Input data:
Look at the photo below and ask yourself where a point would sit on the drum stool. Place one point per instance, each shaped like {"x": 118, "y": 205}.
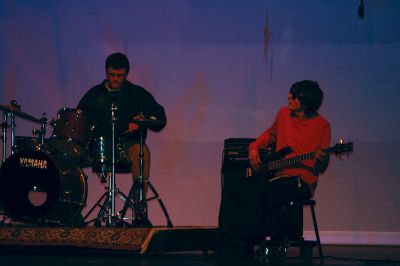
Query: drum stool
{"x": 285, "y": 229}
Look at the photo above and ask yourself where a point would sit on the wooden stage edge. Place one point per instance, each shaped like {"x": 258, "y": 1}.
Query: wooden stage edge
{"x": 137, "y": 240}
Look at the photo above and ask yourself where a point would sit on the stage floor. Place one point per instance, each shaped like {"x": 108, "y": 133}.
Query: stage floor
{"x": 335, "y": 255}
{"x": 186, "y": 245}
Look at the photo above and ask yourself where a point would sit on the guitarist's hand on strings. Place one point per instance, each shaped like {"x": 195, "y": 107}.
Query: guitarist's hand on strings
{"x": 254, "y": 159}
{"x": 320, "y": 154}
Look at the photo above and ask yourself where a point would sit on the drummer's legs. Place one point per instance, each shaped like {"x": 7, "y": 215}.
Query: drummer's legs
{"x": 133, "y": 155}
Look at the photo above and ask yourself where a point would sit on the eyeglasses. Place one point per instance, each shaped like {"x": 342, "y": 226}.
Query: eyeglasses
{"x": 113, "y": 75}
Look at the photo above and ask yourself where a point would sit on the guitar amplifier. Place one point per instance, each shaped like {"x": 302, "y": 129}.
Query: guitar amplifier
{"x": 237, "y": 149}
{"x": 235, "y": 163}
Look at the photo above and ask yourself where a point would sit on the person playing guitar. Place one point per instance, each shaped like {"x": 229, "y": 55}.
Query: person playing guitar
{"x": 298, "y": 129}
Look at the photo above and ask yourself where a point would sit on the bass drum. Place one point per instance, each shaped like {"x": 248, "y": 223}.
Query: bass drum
{"x": 36, "y": 189}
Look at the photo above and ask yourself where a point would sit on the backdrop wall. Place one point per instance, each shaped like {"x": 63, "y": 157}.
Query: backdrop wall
{"x": 222, "y": 69}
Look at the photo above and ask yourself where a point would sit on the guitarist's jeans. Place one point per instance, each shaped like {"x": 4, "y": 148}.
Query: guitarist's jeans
{"x": 246, "y": 202}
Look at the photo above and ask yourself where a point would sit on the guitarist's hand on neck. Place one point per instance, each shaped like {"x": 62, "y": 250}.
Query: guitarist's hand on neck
{"x": 254, "y": 158}
{"x": 322, "y": 161}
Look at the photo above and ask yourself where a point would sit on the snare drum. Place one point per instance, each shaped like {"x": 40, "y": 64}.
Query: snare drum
{"x": 35, "y": 188}
{"x": 71, "y": 133}
{"x": 27, "y": 144}
{"x": 100, "y": 154}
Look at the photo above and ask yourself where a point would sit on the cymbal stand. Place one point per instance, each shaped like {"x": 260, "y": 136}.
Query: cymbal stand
{"x": 13, "y": 125}
{"x": 112, "y": 215}
{"x": 107, "y": 200}
{"x": 4, "y": 127}
{"x": 42, "y": 131}
{"x": 137, "y": 195}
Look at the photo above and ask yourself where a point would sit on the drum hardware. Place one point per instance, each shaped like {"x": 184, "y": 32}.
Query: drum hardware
{"x": 137, "y": 200}
{"x": 10, "y": 111}
{"x": 107, "y": 200}
{"x": 70, "y": 134}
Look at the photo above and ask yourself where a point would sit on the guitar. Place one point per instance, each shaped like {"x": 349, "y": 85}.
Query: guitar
{"x": 273, "y": 162}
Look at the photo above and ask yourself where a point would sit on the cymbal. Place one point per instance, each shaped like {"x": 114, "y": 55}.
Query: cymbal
{"x": 147, "y": 121}
{"x": 15, "y": 111}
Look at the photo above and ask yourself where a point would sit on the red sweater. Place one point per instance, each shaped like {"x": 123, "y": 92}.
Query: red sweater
{"x": 302, "y": 135}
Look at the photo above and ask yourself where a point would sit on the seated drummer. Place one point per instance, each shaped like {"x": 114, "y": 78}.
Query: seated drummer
{"x": 132, "y": 102}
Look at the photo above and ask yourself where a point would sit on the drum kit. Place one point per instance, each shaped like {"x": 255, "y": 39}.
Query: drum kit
{"x": 42, "y": 181}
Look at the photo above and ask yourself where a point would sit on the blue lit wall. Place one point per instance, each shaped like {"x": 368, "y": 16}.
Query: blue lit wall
{"x": 222, "y": 68}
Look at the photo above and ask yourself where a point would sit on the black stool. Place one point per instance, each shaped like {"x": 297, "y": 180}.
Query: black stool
{"x": 285, "y": 229}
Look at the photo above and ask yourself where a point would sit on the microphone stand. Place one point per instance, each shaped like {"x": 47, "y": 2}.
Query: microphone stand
{"x": 4, "y": 126}
{"x": 112, "y": 214}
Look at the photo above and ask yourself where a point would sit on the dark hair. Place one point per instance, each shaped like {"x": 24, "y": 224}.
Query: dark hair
{"x": 118, "y": 61}
{"x": 309, "y": 94}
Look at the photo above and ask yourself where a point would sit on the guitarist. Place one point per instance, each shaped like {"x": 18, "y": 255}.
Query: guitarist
{"x": 298, "y": 126}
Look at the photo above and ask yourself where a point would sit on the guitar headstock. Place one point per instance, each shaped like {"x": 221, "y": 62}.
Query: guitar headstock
{"x": 343, "y": 148}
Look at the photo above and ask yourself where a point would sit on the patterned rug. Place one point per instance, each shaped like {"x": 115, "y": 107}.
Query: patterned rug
{"x": 141, "y": 240}
{"x": 91, "y": 237}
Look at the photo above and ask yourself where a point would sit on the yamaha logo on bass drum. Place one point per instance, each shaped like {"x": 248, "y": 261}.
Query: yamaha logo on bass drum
{"x": 32, "y": 163}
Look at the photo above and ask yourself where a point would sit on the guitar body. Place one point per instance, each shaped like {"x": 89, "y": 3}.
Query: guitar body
{"x": 271, "y": 163}
{"x": 267, "y": 158}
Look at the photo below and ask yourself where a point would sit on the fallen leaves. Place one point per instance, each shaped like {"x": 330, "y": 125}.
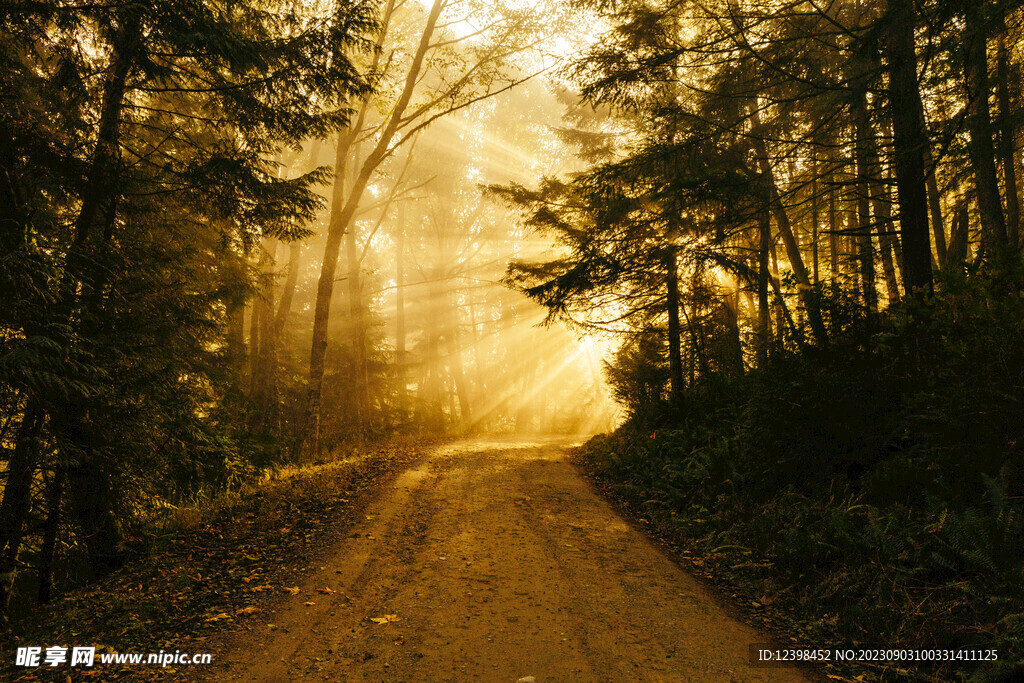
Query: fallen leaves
{"x": 386, "y": 619}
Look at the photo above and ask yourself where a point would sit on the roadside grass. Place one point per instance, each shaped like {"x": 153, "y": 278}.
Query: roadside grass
{"x": 869, "y": 492}
{"x": 211, "y": 566}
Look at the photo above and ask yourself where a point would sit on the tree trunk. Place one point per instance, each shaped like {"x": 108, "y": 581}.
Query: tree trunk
{"x": 265, "y": 374}
{"x": 343, "y": 211}
{"x": 16, "y": 501}
{"x": 958, "y": 239}
{"x": 909, "y": 142}
{"x": 792, "y": 248}
{"x": 676, "y": 386}
{"x": 1008, "y": 137}
{"x": 935, "y": 208}
{"x": 993, "y": 226}
{"x": 764, "y": 313}
{"x": 401, "y": 372}
{"x": 356, "y": 316}
{"x": 288, "y": 294}
{"x": 833, "y": 229}
{"x": 48, "y": 550}
{"x": 865, "y": 249}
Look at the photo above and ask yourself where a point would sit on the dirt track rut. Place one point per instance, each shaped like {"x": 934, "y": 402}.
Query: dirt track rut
{"x": 499, "y": 562}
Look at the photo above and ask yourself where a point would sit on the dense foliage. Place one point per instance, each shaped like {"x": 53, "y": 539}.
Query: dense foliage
{"x": 870, "y": 492}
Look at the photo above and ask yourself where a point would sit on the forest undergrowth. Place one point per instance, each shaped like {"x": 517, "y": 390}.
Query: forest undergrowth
{"x": 869, "y": 493}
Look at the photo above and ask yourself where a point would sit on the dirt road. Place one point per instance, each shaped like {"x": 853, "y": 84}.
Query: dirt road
{"x": 495, "y": 561}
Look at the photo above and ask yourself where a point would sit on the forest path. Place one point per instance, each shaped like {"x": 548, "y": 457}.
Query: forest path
{"x": 500, "y": 562}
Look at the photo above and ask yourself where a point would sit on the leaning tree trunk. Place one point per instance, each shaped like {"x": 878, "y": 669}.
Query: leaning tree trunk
{"x": 16, "y": 501}
{"x": 993, "y": 226}
{"x": 1008, "y": 136}
{"x": 808, "y": 298}
{"x": 865, "y": 249}
{"x": 675, "y": 350}
{"x": 909, "y": 142}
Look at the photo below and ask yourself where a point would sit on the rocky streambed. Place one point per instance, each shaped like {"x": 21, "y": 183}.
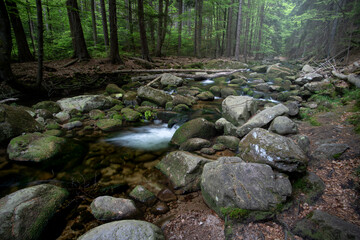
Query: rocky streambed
{"x": 101, "y": 166}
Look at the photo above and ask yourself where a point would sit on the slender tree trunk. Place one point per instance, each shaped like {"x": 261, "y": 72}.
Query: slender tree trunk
{"x": 144, "y": 44}
{"x": 80, "y": 50}
{"x": 104, "y": 22}
{"x": 180, "y": 26}
{"x": 93, "y": 21}
{"x": 21, "y": 41}
{"x": 229, "y": 31}
{"x": 5, "y": 46}
{"x": 114, "y": 44}
{"x": 238, "y": 32}
{"x": 40, "y": 24}
{"x": 258, "y": 46}
{"x": 160, "y": 29}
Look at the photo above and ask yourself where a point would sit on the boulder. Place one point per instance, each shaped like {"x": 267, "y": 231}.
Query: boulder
{"x": 194, "y": 144}
{"x": 283, "y": 125}
{"x": 154, "y": 95}
{"x": 319, "y": 225}
{"x": 106, "y": 208}
{"x": 183, "y": 169}
{"x": 205, "y": 96}
{"x": 281, "y": 153}
{"x": 262, "y": 119}
{"x": 168, "y": 79}
{"x": 85, "y": 103}
{"x": 15, "y": 121}
{"x": 199, "y": 127}
{"x": 232, "y": 183}
{"x": 124, "y": 230}
{"x": 238, "y": 109}
{"x": 230, "y": 142}
{"x": 25, "y": 214}
{"x": 51, "y": 106}
{"x": 109, "y": 125}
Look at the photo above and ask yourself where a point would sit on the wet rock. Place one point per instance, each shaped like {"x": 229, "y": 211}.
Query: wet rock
{"x": 85, "y": 103}
{"x": 50, "y": 106}
{"x": 194, "y": 144}
{"x": 281, "y": 153}
{"x": 238, "y": 109}
{"x": 319, "y": 225}
{"x": 125, "y": 229}
{"x": 130, "y": 115}
{"x": 226, "y": 91}
{"x": 249, "y": 186}
{"x": 169, "y": 79}
{"x": 15, "y": 121}
{"x": 330, "y": 151}
{"x": 179, "y": 99}
{"x": 25, "y": 214}
{"x": 196, "y": 128}
{"x": 262, "y": 119}
{"x": 205, "y": 96}
{"x": 109, "y": 125}
{"x": 230, "y": 142}
{"x": 183, "y": 169}
{"x": 153, "y": 95}
{"x": 143, "y": 195}
{"x": 159, "y": 208}
{"x": 113, "y": 89}
{"x": 283, "y": 125}
{"x": 71, "y": 125}
{"x": 106, "y": 208}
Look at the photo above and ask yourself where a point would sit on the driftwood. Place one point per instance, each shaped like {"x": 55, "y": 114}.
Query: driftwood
{"x": 176, "y": 70}
{"x": 183, "y": 75}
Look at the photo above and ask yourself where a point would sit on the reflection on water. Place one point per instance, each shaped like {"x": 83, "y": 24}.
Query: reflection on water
{"x": 151, "y": 138}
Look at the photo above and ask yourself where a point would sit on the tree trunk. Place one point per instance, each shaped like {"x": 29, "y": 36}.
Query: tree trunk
{"x": 22, "y": 44}
{"x": 238, "y": 32}
{"x": 144, "y": 44}
{"x": 104, "y": 22}
{"x": 80, "y": 50}
{"x": 40, "y": 24}
{"x": 180, "y": 26}
{"x": 114, "y": 43}
{"x": 93, "y": 21}
{"x": 229, "y": 31}
{"x": 6, "y": 46}
{"x": 160, "y": 29}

Written problem: Give again only the lines of the material above that run from the one with "on the boulder." through the end, both included, exactly as they appear.

Right answer:
Look at the photo above and ask yourself where a point would sit on the boulder. Place one point per instance, each shaped like {"x": 267, "y": 231}.
Query: boulder
{"x": 194, "y": 144}
{"x": 283, "y": 125}
{"x": 154, "y": 95}
{"x": 319, "y": 225}
{"x": 106, "y": 208}
{"x": 183, "y": 169}
{"x": 205, "y": 96}
{"x": 281, "y": 153}
{"x": 262, "y": 119}
{"x": 168, "y": 79}
{"x": 85, "y": 103}
{"x": 15, "y": 121}
{"x": 199, "y": 127}
{"x": 232, "y": 183}
{"x": 124, "y": 230}
{"x": 238, "y": 109}
{"x": 230, "y": 142}
{"x": 25, "y": 214}
{"x": 51, "y": 106}
{"x": 109, "y": 125}
Look at the photo above and ask yourself where a point would sit on the wet rock. Place one point per instance, each shaped like {"x": 229, "y": 211}.
Query: wet rock
{"x": 85, "y": 103}
{"x": 50, "y": 106}
{"x": 194, "y": 144}
{"x": 281, "y": 153}
{"x": 238, "y": 109}
{"x": 319, "y": 225}
{"x": 125, "y": 229}
{"x": 130, "y": 115}
{"x": 226, "y": 91}
{"x": 249, "y": 186}
{"x": 169, "y": 79}
{"x": 15, "y": 121}
{"x": 330, "y": 151}
{"x": 179, "y": 99}
{"x": 25, "y": 214}
{"x": 196, "y": 128}
{"x": 262, "y": 119}
{"x": 205, "y": 96}
{"x": 109, "y": 125}
{"x": 230, "y": 142}
{"x": 183, "y": 169}
{"x": 153, "y": 95}
{"x": 143, "y": 195}
{"x": 159, "y": 208}
{"x": 113, "y": 89}
{"x": 283, "y": 125}
{"x": 71, "y": 125}
{"x": 106, "y": 208}
Look at the photo above and ask yourself where a point would sit on the driftwood. Place one point per instance, each shaped like {"x": 55, "y": 114}.
Query: driftwood
{"x": 176, "y": 70}
{"x": 183, "y": 75}
Look at the photo above and ask yourself where a point would sit on the reflection on water. Place one point per instance, each shaped like {"x": 83, "y": 24}.
Query: reflection on water
{"x": 151, "y": 138}
Look at the photo above and ask yourself where a point would sit on the tree trunk. Place one point per instance, each shaped like {"x": 29, "y": 36}.
Query: tree trunk
{"x": 22, "y": 44}
{"x": 238, "y": 32}
{"x": 144, "y": 44}
{"x": 104, "y": 22}
{"x": 80, "y": 50}
{"x": 40, "y": 24}
{"x": 180, "y": 26}
{"x": 114, "y": 43}
{"x": 93, "y": 21}
{"x": 229, "y": 31}
{"x": 6, "y": 46}
{"x": 160, "y": 29}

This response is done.